Set exercise: Reproduce the mailing-list reply below word for word, with its quoted lines and header details intact.
===== Text excerpt
Requests For Features
C E Macfarlane
c.e.macfarlane at macfh.co.uk
Fri Dec 4 12:43:02 PST 2015
> > Wouldn't it be easier just to use the --prefix option in GiP?
> You elided the part where I said I also moved the subtitles into a
different folder than the program.
Well, you could still use the --prefix option to get the name right from the
word go, but each to his own ...
See below for further OT discussion, otherwise feel free to ignore ...
www.macfh.co.uk/CEMH.html
> > > Python, by stark contrast [to Perl], is extremely clean and readable
due to its use of semantically meaningful indentations.
> > It has some major problems ...
> >
> > The first you have mentioned as an asset, but said semantically
meaningful
indentation has some disadvantages too - it is, AFAIAA, unique, and thus
confuses programmers coming from other languages, and it is possible to be
confused by spaces where the rest of the program has been written with tabs,
and vice versa, and such problems can be non-obvious to spot, and further it
is impossible to crunch, though I admit this latter problem can largely be
offset by pre-compilation.
==========
===== Supplied records
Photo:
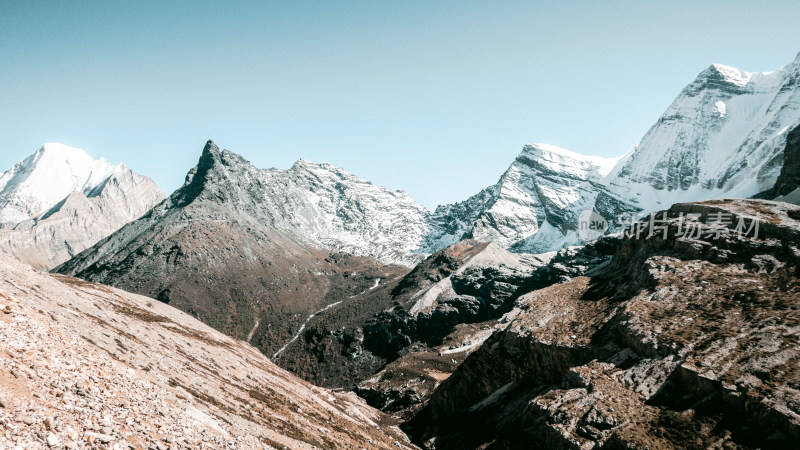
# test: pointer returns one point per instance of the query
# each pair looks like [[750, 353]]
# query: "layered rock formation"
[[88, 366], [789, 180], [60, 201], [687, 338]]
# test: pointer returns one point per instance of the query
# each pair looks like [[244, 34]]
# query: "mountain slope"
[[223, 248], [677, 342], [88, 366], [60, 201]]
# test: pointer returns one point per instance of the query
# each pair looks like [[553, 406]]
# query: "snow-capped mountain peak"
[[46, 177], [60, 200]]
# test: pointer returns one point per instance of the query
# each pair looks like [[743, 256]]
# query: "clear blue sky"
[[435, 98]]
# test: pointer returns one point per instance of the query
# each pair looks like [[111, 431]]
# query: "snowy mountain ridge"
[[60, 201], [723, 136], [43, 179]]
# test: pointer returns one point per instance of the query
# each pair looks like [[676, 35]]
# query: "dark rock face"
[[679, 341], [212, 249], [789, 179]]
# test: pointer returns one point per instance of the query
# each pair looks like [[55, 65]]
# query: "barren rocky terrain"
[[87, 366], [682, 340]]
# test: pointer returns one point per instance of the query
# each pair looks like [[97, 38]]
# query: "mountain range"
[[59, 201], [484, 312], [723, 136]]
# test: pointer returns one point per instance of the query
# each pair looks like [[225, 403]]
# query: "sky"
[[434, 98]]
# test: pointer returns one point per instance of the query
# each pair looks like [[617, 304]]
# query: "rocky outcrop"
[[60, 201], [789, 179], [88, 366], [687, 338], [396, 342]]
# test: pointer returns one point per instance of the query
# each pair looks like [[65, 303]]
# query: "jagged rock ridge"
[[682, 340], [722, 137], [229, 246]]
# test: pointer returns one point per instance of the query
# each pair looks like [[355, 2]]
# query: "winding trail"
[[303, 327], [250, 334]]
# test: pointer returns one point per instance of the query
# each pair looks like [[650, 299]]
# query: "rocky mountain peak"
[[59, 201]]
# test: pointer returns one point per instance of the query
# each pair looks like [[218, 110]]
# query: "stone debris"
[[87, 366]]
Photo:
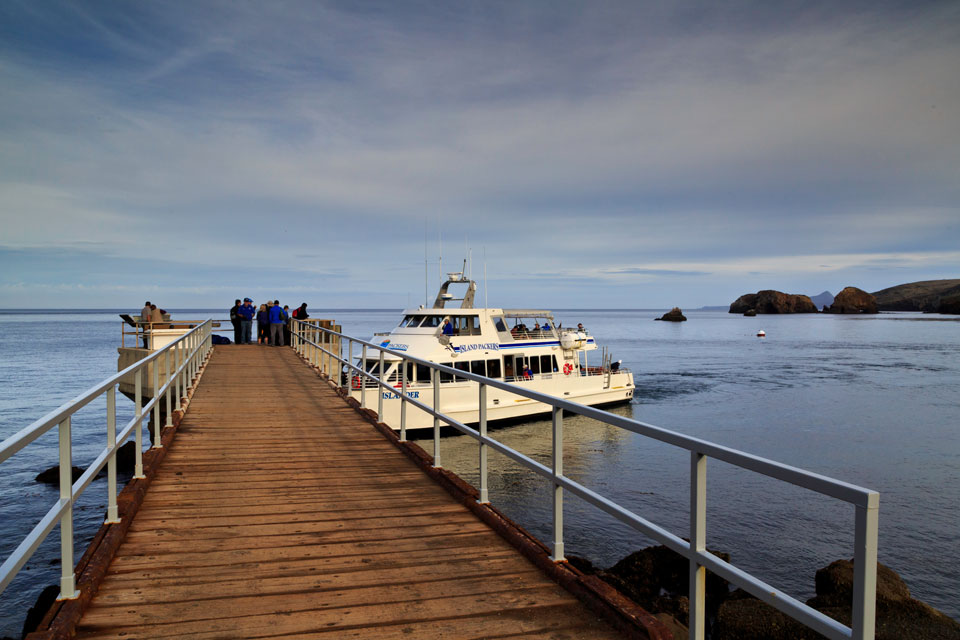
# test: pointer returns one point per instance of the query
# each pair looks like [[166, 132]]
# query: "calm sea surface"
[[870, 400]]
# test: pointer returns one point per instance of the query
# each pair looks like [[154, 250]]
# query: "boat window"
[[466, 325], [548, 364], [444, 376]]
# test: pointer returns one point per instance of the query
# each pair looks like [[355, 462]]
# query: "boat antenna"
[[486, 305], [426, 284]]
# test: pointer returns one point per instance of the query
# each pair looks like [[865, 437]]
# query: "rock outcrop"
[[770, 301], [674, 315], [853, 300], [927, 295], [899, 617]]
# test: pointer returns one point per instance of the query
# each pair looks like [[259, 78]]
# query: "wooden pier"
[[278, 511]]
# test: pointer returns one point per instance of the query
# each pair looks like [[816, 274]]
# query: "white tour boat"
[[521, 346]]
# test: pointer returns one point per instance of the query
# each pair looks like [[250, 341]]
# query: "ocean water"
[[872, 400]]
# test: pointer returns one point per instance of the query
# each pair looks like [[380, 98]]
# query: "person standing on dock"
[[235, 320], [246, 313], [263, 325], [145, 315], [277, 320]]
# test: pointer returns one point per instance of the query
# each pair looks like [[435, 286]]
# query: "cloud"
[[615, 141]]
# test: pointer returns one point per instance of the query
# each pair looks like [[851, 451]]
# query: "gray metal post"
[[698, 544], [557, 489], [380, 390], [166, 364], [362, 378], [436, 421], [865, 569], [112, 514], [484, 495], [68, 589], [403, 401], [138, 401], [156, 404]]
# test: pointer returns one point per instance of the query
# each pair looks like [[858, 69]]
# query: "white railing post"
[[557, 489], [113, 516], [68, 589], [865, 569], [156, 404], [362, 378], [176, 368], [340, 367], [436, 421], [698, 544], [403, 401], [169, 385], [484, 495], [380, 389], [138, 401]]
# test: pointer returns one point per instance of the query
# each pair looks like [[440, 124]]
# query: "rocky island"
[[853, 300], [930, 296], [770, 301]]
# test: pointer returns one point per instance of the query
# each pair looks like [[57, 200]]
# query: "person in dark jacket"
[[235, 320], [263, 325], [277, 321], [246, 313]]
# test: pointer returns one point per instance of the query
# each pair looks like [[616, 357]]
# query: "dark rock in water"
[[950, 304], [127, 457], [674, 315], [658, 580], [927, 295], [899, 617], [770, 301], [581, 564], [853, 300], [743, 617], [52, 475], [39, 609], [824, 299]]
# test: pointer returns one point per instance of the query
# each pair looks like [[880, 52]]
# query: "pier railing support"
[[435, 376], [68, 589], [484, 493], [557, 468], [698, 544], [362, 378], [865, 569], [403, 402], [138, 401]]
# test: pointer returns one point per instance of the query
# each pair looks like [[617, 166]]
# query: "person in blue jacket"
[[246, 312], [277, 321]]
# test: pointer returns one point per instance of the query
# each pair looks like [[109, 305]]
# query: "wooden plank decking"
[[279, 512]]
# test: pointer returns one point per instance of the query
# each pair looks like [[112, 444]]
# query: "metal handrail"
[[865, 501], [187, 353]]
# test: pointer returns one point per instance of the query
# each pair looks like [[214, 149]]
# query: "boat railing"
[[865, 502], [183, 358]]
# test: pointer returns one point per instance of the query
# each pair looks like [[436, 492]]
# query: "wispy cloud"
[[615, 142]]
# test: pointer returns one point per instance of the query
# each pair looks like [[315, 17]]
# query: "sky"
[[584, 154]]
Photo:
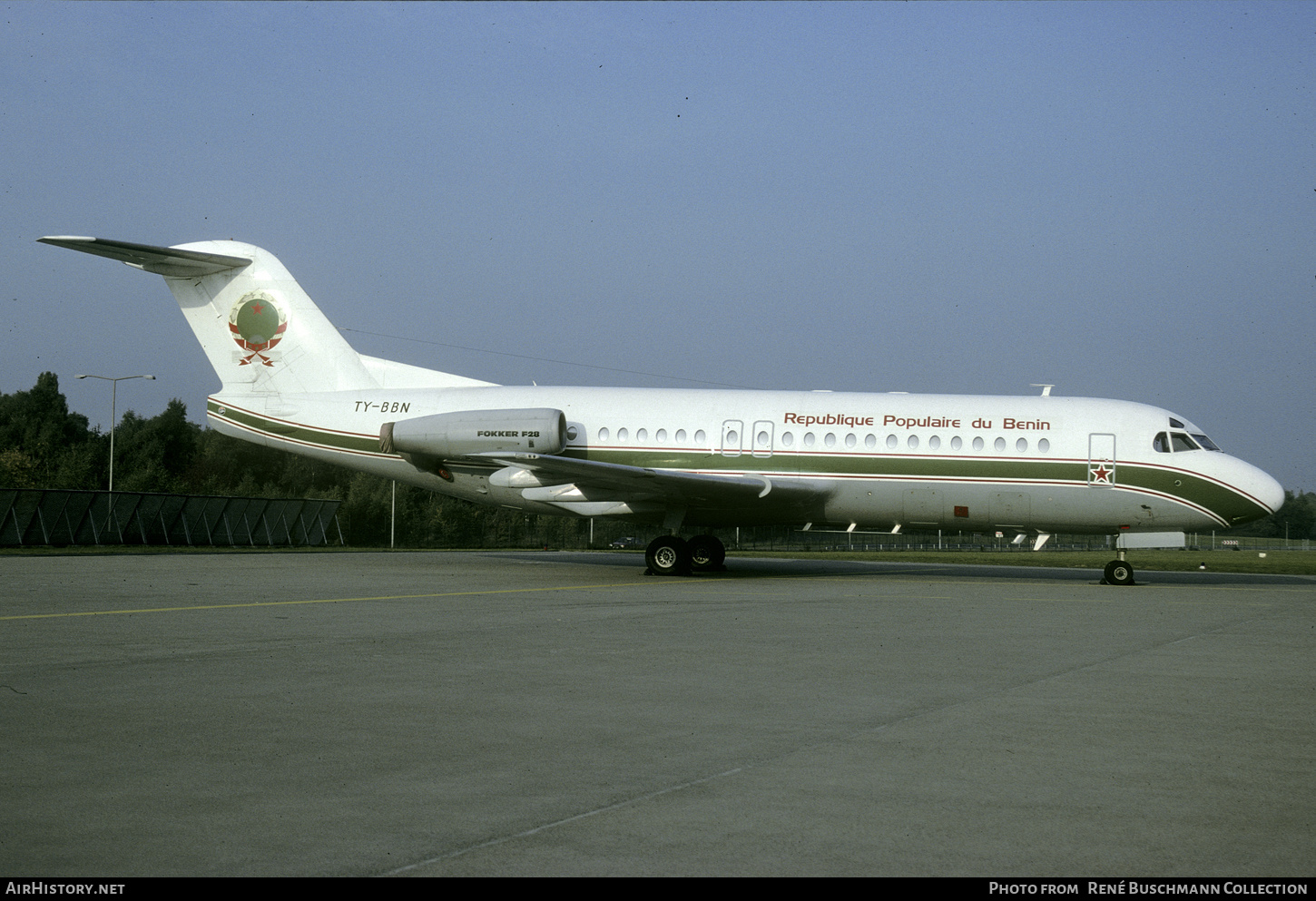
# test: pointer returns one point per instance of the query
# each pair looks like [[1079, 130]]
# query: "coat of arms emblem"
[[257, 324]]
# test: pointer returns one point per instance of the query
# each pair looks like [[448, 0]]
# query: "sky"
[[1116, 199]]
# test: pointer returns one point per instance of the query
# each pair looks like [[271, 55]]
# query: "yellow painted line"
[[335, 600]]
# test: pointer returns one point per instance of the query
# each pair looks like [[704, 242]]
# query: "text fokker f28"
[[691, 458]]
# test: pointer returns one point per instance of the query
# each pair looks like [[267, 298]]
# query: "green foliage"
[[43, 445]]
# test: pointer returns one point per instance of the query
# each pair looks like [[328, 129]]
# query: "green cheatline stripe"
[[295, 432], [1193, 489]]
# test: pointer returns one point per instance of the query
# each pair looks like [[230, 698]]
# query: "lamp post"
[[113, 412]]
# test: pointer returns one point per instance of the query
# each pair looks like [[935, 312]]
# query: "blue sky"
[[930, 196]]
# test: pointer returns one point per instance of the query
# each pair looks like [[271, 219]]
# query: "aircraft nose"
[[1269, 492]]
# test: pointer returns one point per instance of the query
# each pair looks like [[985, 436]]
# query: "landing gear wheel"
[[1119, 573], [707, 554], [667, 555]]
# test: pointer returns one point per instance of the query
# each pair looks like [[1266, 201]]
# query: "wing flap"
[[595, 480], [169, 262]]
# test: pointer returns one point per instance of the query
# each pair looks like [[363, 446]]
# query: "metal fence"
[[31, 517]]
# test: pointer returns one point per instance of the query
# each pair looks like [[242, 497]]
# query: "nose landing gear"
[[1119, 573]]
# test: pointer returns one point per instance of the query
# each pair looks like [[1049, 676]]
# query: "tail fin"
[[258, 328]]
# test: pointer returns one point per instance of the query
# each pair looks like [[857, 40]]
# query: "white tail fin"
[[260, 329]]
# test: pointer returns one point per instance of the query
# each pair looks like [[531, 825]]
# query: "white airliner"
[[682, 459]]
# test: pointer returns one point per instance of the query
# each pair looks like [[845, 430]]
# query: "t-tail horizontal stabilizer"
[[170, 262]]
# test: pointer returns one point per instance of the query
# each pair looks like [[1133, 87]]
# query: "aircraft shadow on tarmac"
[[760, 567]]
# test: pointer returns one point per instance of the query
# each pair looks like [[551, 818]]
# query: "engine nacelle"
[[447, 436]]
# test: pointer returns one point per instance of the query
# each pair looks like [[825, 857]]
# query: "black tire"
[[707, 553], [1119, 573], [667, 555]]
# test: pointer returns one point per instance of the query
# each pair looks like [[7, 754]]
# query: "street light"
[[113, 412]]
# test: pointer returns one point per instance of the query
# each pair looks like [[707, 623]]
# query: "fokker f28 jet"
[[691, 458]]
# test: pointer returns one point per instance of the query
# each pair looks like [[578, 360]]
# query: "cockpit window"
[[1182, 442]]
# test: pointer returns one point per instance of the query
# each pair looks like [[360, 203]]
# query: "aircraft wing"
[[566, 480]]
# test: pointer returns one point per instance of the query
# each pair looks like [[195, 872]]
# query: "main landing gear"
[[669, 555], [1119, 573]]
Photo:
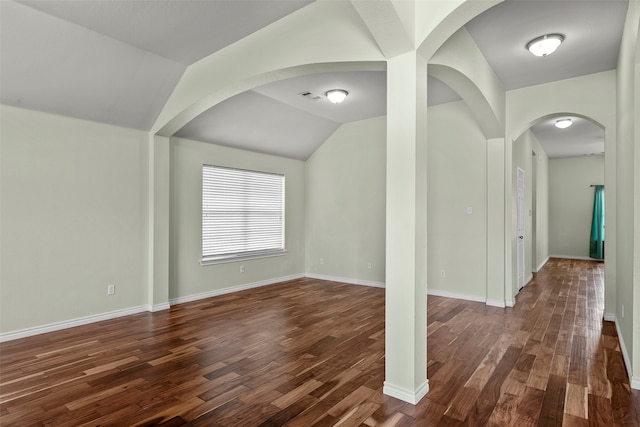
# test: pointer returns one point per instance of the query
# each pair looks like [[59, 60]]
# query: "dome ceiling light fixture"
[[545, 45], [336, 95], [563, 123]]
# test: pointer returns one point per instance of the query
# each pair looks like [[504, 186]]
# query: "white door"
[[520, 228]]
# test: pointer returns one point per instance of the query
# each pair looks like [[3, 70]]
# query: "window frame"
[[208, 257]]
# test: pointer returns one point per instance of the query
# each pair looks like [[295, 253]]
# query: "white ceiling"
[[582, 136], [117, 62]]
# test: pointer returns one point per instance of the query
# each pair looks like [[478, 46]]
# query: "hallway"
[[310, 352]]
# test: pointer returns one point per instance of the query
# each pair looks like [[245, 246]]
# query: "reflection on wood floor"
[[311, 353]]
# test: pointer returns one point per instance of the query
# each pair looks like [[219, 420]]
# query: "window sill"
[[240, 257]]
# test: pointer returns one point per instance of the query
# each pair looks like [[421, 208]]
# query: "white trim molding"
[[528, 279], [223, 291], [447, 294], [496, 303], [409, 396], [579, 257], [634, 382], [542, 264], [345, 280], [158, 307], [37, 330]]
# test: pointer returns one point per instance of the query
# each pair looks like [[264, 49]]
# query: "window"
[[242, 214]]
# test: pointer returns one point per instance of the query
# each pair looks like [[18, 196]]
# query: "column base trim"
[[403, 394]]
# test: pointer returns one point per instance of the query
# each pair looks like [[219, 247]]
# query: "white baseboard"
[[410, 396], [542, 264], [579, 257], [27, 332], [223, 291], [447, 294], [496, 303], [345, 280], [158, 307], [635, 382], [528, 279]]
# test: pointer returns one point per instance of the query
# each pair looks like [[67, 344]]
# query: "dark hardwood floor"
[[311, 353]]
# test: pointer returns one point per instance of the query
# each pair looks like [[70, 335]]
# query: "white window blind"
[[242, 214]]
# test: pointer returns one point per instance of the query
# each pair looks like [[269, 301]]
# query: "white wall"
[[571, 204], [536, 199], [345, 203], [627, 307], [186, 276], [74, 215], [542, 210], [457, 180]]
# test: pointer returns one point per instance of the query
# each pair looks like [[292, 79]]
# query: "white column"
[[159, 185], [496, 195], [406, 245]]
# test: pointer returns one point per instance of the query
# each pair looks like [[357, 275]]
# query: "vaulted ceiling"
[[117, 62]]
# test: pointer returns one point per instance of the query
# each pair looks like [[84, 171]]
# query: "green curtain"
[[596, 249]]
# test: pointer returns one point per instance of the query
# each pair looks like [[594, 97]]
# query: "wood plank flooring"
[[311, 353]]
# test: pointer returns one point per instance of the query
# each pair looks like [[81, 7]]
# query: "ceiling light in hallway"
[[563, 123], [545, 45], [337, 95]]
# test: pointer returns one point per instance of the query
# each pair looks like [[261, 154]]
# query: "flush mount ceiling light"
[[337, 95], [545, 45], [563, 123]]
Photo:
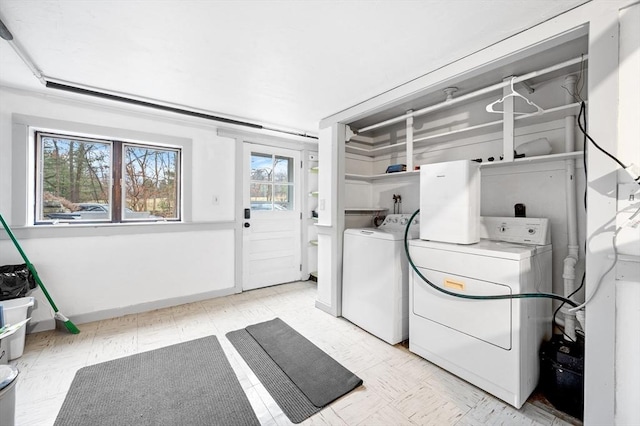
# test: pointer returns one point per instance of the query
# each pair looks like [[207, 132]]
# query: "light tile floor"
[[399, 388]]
==========
Result of this exercise:
Requests For Features
C E Macfarlane
c.e.macfarlane at macfh.co.uk
Fri Dec 4 12:43:02 PST 2015
> > Wouldn't it be easier just to use the --prefix option in GiP?
> You elided the part where I said I also moved the subtitles into a
different folder than the program.
Well, you could still use the --prefix option to get the name right from the
word go, but each to his own ...
See below for further OT discussion, otherwise feel free to ignore ...
www.macfh.co.uk/CEMH.html
> > > Python, by stark contrast [to Perl], is extremely clean and readable
due to its use of semantically meaningful indentations.
> > It has some major problems ...
> >
> > The first you have mentioned as an asset, but said semantically
meaningful
indentation has some disadvantages too - it is, AFAIAA, unique, and thus
confuses programmers coming from other languages, and it is possible to be
confused by spaces where the rest of the program has been written with tabs,
and vice versa, and such problems can be non-obvious to spot, and further it
is impossible to crunch, though I admit this latter problem can largely be
offset by pre-compilation.